Jobs:
a. In the passage on the paper currency bill storing apparatus, which erection part stands on the direction D side of the bottom surface part 16a?
b. Please continue the passage on the paper currency bill storing apparatus, picking up after its final sentence.

** START Supplied passage **

Paper Currency Bill Storing Apparatus with Lid-Body Opened State

FIGS. 5A and 5B are perspective views illustrating an exterior (state where lid body is opened) of the paper currency bill storing apparatus according to the embodiment. In FIG. 5A, the paper currency bill storing apparatus 10 viewed from the direction B is illustrated in the state where the lid body 12 is opened. In FIG. 5B, the paper currency bill storing apparatus 10 viewed from the direction C is illustrated in the state where the lid body 12 is opened.

As illustrated in FIGS. 5A and 5B, the main body 11 of the paper currency bill storing apparatus 10 includes, as erected surfaces for a bottom surface, an erected surface lib on the direction B side, an erected surface 11c on the direction C side, an erected surface 11d on the direction D side, and an erected surface 11e on the direction E side. The erected surface 11c is cut off to a neighborhood of the bottom surface of the main body 11 compared with the erected surface lib.

The paper currency bill storing apparatus 10 includes a paper currency bill storing part 16 in a space surrounded by the bottom surface of the main body 11 and the erected surfaces lib to 11e. The paper currency bill storing part 16 is positioned on or above the bottom surface of the main body 11, and includes: the bottom surface part 16a on which the paper currency bills 2 or a paper-currency-bill bundle stored in the paper currency bill storing apparatus 10 are placed; and erection parts 16b to 16e that are erected from respective sides of the bottom surface part 16a. The erection part 16b is erected on the direction B side of the bottom surface part 16a. The erection part 16c is erected on the direction C side of the bottom surface part 16a. The erection part 16d is erected on the direction D side of the bottom surface part 16a. The erection part 16e is erected on the direction E side of the bottom surface part 16a.

The erection part 16c of the paper currency bill storing part 16 is able to be turned down from an erection base, which is erected from the bottom surface part 16a of the paper currency bill storing part 16, over a cut-off part 11c-1 of the erected surface 11c toward the outside of the paper currency bill storing apparatus 10. This is for setting the paper currency bills 2 from the direction C in a lateral direction over the cut-off part 11c-1 of the erected surface 11c, when the paper currency bills 2 are to be set into a paper currency bill storing space (to be mentioned later) of the paper currency bill storing part 16.

** END Supplied passage **
** START Entries **

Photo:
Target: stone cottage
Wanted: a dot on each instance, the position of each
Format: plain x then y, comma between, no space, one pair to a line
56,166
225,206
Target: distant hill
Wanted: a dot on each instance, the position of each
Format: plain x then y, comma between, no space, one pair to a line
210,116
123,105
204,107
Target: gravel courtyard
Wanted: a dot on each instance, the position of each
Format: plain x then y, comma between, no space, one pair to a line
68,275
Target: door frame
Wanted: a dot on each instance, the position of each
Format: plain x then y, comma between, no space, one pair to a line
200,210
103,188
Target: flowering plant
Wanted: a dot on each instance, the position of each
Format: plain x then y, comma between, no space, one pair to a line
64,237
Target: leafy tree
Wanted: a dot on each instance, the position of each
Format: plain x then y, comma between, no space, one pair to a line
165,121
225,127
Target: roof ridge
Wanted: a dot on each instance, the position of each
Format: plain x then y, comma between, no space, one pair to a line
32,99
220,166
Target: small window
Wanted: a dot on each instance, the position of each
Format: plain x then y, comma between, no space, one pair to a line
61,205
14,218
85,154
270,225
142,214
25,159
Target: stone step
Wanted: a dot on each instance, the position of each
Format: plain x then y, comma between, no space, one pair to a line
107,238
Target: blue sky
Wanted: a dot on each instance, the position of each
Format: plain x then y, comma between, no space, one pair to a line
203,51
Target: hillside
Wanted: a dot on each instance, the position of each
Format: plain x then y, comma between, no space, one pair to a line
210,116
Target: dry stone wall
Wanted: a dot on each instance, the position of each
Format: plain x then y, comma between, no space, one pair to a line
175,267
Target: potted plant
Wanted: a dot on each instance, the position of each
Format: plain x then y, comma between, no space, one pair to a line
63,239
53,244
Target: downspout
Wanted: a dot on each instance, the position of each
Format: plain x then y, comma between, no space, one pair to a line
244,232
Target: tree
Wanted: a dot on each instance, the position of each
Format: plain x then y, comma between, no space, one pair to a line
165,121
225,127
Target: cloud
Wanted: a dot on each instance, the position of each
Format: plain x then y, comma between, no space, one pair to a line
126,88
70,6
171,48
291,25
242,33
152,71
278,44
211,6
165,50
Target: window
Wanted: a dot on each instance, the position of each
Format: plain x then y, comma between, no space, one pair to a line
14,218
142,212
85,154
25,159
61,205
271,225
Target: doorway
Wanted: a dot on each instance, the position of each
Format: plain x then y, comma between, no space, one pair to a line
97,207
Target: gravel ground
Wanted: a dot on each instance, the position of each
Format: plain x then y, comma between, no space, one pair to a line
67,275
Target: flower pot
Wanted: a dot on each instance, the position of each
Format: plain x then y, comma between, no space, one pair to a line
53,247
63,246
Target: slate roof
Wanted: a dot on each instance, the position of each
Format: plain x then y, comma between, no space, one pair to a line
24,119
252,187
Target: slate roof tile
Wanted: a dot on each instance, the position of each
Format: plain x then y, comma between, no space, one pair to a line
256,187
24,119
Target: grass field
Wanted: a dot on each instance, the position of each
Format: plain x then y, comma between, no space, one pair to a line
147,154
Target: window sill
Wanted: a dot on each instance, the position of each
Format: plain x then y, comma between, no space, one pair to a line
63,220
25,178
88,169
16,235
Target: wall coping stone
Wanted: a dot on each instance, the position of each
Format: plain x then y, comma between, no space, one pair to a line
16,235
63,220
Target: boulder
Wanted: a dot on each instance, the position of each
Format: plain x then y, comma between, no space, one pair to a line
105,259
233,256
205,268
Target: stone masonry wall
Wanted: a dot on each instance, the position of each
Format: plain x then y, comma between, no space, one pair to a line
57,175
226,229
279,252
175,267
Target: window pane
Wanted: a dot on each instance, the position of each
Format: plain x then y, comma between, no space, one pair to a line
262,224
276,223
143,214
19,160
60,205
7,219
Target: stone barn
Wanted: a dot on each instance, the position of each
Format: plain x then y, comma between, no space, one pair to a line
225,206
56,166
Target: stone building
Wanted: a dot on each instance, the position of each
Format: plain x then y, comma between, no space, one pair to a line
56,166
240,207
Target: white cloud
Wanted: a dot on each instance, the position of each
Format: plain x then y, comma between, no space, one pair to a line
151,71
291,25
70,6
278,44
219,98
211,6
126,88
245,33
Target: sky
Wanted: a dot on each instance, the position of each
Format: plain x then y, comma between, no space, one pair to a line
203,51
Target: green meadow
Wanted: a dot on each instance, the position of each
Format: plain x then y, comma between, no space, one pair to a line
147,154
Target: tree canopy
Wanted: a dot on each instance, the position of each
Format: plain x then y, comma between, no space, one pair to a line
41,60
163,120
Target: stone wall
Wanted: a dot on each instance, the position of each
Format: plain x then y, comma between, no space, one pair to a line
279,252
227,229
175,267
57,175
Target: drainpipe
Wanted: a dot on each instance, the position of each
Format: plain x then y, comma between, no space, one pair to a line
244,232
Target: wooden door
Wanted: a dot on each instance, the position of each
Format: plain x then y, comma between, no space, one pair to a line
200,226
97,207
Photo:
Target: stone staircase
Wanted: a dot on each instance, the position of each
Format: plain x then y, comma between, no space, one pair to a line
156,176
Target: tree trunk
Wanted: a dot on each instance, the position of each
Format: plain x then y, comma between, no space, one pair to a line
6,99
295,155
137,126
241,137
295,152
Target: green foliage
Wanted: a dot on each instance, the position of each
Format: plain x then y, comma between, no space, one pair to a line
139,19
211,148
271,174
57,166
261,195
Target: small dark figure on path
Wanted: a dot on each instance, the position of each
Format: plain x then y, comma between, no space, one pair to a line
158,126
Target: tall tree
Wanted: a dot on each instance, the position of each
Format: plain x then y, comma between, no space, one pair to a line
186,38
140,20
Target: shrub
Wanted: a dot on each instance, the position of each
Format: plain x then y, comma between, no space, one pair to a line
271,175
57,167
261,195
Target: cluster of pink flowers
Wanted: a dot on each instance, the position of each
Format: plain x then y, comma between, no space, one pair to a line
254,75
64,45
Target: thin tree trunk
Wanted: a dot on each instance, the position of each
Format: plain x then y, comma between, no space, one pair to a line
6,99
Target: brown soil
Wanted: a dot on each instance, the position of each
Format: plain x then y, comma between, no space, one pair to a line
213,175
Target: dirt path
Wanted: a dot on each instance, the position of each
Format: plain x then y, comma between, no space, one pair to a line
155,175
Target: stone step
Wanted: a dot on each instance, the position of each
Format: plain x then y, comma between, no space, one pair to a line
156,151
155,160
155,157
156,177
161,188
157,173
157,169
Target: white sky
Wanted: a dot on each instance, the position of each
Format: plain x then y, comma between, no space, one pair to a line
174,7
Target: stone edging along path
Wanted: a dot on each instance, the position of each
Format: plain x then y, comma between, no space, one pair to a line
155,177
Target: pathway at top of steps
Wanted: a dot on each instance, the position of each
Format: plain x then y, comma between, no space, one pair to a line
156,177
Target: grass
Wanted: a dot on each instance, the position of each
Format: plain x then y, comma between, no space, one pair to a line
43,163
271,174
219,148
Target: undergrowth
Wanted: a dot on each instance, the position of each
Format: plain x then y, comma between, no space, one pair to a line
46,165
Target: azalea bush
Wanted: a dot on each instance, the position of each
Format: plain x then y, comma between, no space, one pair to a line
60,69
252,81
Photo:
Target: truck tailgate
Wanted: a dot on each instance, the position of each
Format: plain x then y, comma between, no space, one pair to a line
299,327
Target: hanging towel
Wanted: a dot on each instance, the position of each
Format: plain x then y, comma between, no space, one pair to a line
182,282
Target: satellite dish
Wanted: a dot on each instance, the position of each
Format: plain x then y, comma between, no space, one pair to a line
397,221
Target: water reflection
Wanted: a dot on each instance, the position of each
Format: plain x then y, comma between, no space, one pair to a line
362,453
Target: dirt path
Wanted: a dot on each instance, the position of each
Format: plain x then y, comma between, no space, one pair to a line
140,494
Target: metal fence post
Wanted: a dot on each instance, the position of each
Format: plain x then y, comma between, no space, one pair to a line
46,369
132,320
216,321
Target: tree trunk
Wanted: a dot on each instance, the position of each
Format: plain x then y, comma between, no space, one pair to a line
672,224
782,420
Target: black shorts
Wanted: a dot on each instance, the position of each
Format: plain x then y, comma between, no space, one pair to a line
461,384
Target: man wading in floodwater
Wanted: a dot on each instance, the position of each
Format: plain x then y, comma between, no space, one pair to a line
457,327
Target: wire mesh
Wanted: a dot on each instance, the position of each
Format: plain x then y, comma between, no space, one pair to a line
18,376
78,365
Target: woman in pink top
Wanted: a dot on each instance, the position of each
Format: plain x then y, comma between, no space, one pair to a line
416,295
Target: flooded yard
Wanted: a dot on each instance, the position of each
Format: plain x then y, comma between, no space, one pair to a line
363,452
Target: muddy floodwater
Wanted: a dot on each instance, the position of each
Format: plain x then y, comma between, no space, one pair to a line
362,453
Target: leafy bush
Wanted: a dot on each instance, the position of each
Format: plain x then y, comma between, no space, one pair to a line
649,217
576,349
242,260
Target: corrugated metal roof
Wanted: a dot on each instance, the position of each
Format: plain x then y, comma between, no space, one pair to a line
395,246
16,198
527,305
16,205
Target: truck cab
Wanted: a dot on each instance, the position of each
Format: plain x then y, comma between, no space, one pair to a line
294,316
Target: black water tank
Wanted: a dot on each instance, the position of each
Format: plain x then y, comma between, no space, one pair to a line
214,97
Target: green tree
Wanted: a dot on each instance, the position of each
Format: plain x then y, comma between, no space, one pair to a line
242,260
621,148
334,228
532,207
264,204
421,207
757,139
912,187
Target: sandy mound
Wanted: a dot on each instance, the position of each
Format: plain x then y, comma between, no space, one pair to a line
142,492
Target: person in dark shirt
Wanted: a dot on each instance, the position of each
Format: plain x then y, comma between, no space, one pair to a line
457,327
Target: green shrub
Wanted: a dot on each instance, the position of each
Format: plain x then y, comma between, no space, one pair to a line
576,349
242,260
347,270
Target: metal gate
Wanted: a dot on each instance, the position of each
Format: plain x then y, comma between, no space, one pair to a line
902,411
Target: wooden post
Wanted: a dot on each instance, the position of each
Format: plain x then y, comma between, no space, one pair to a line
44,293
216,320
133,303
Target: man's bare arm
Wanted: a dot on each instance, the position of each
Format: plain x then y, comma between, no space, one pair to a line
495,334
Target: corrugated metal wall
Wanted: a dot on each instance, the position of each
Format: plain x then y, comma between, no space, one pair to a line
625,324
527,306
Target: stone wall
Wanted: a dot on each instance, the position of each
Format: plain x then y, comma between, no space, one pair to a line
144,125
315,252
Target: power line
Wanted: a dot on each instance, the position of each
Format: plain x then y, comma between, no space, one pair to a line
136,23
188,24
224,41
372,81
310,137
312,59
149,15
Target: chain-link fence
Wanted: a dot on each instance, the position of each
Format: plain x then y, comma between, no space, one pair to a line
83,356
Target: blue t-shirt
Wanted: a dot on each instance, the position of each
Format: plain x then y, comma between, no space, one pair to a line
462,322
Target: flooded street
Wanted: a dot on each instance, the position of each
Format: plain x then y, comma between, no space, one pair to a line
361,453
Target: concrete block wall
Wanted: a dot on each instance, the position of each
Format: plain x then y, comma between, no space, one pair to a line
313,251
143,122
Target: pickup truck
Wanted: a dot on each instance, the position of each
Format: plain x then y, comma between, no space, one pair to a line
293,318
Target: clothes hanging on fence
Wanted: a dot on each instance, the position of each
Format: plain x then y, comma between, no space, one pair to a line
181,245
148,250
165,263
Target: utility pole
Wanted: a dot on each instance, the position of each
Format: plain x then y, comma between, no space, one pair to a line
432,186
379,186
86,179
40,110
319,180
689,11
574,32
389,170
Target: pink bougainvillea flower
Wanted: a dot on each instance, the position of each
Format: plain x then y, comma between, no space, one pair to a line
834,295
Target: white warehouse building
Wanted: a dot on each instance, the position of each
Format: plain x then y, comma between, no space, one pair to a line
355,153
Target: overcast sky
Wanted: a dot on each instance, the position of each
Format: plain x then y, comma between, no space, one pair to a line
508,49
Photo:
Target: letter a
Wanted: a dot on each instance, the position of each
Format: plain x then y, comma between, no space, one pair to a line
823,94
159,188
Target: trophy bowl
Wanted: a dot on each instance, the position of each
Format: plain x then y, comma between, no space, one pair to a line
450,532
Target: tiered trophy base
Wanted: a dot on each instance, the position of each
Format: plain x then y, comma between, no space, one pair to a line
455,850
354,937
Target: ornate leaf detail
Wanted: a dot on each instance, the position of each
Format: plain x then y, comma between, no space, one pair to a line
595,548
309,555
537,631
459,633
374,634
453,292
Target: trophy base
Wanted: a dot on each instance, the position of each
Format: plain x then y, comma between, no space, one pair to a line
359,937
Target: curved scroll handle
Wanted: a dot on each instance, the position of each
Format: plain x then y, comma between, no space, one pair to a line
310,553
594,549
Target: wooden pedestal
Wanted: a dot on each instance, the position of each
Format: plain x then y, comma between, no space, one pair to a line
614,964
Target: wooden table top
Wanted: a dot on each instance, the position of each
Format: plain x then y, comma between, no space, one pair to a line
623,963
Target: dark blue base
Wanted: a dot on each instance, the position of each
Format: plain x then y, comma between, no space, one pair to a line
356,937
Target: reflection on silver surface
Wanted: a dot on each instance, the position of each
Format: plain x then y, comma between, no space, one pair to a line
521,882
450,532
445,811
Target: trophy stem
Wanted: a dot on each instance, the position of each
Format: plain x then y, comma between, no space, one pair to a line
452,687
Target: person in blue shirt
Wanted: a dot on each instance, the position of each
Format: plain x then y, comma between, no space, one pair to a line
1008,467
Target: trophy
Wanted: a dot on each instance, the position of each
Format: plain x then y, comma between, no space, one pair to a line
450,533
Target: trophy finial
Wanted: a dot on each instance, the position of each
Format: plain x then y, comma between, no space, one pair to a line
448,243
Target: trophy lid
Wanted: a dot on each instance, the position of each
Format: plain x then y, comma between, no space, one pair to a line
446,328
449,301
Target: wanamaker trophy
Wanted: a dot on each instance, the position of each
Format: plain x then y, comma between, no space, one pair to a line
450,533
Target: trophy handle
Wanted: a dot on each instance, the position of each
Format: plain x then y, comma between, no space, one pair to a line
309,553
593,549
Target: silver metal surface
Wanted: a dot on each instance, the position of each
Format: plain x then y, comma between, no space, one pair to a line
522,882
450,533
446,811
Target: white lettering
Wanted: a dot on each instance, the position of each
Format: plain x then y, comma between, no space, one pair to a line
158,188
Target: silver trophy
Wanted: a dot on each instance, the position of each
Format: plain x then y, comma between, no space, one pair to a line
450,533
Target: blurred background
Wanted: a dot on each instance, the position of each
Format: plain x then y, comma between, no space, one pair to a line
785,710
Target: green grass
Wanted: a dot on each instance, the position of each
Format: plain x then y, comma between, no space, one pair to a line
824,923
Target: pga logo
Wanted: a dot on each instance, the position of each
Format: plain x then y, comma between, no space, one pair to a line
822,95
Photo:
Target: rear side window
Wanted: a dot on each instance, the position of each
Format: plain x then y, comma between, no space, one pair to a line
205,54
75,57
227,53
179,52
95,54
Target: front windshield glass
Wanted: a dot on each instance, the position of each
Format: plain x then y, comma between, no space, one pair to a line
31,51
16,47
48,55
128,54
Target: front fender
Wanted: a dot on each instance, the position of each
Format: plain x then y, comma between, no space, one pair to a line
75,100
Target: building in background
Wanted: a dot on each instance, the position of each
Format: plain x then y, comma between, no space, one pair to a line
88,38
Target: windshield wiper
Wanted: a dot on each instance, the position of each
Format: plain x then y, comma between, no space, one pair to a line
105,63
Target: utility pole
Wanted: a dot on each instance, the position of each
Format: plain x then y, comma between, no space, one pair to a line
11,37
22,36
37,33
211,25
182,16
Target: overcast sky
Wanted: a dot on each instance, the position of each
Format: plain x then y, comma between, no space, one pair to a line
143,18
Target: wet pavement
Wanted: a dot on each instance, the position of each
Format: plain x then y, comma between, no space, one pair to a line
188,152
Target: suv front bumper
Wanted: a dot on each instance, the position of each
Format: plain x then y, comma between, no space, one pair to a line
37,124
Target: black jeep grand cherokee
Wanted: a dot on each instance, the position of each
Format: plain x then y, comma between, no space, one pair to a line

** END Entries **

Answers by task:
a. Erection part 16d.

b.
A paper-currency-bill back-end presser 16g is attached, to be half-rotatable around a shaft of a hinge 16f as a rotation axis, to an upper end of the erection part 16e via the hinge 16f. Details will be described later, a paper-currency-bill back-end lifter 16h is attached to the erection part 16e. A leading end of the paper-currency-bill back-end lifter 16h is directed to an inner part surrounded by the erection parts 16b to 16e and changes its height position in the erection part 16e in accordance with the weight of the paper currency bills 2.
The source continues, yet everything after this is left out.